:: SUPPLIED DATA ::

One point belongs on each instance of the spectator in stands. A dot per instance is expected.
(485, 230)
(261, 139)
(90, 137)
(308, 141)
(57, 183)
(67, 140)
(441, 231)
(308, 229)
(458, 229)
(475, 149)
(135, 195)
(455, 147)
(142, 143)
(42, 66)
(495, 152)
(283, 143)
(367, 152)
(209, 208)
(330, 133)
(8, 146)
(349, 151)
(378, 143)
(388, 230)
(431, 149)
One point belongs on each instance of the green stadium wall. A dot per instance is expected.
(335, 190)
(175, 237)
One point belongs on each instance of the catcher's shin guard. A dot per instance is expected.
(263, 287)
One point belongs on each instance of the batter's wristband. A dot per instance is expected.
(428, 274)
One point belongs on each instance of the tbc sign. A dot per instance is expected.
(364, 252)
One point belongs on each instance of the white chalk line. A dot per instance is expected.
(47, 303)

:::

Reproduce all of the entries above verbatim, keeping every line unchanged and in its original order.

One point belongs on each instance of the spectator in stands. A dot per instance is expected.
(485, 230)
(261, 139)
(90, 137)
(308, 141)
(57, 183)
(67, 140)
(441, 231)
(308, 229)
(458, 229)
(475, 149)
(135, 195)
(455, 147)
(142, 143)
(42, 66)
(495, 152)
(283, 143)
(367, 152)
(209, 208)
(330, 133)
(8, 146)
(349, 151)
(378, 143)
(388, 230)
(431, 149)
One point belongs on each instance of the green stadium wall. A dot per instance is expected.
(335, 190)
(175, 237)
One point belongs on each instance of the catcher's shin guard. A dot per instance is expected.
(263, 287)
One point belongs on each instance of the batter's wristband. A dot per instance is expected.
(428, 274)
One point belongs on each instance of the tbc sign. A dot per instance is expected.
(364, 252)
One point belongs on each instance of the white chalk line. A dot per instance is expected.
(47, 303)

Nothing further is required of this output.